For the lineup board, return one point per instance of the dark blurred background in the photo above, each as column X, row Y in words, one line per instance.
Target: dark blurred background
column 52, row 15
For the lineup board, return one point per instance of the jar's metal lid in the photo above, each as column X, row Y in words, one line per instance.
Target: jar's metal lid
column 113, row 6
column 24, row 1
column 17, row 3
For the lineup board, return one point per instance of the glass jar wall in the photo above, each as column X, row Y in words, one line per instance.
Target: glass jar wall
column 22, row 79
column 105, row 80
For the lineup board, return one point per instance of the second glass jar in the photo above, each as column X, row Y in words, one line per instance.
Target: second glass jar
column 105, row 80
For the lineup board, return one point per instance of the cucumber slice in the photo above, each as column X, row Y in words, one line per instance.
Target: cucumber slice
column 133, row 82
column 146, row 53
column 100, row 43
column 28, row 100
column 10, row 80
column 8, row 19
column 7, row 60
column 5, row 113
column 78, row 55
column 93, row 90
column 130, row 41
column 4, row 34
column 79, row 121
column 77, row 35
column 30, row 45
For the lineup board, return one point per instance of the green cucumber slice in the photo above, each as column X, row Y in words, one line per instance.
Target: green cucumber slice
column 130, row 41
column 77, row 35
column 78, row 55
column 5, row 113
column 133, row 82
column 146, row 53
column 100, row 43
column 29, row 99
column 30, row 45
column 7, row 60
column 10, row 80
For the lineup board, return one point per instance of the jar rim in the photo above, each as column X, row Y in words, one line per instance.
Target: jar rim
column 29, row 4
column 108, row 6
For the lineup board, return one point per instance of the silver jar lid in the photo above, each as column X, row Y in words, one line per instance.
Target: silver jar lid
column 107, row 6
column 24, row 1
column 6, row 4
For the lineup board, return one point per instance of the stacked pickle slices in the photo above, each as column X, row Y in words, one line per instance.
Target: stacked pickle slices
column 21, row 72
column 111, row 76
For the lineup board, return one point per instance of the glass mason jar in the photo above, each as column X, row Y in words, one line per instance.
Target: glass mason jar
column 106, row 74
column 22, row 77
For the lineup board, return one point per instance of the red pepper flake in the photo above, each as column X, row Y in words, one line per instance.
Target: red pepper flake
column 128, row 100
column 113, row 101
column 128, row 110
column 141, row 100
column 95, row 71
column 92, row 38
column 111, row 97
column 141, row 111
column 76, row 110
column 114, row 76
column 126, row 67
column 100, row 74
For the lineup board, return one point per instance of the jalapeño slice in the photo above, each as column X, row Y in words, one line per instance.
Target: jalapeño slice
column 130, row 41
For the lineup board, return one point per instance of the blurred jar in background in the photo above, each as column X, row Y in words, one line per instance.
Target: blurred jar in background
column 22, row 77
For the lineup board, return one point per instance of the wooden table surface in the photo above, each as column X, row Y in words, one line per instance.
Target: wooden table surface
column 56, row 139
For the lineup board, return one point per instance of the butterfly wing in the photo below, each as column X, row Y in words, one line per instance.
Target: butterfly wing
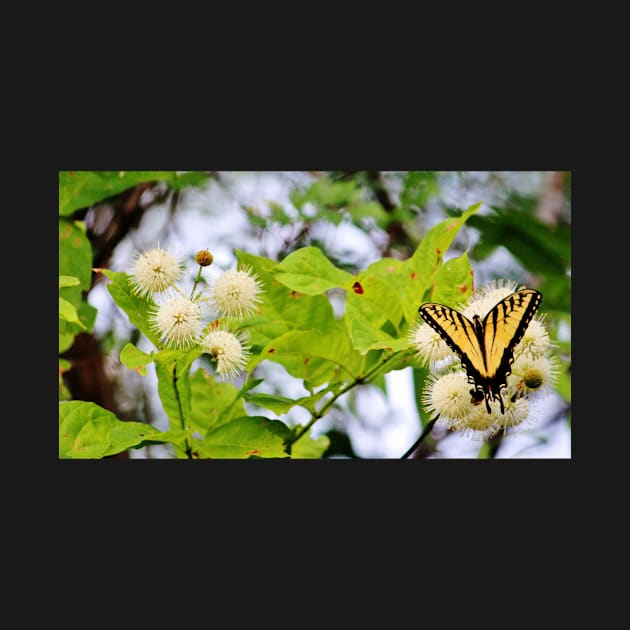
########
Can you reproduce the listing word for word, starting at the line that contains "of the blurred" and ending at the line that contains "column 56, row 139", with both of those lines included?

# [Answer to the exercise]
For the lineup board, return one point per instance of the blurred jar in background in the photo above, each as column X, row Y in words, one line per instance.
Target: blurred jar in background
column 22, row 77
For the lineup board, return one point per instance of the wooden table surface in the photo above, each as column X, row Y in words, one line per instance.
Target: wooden table surface
column 56, row 139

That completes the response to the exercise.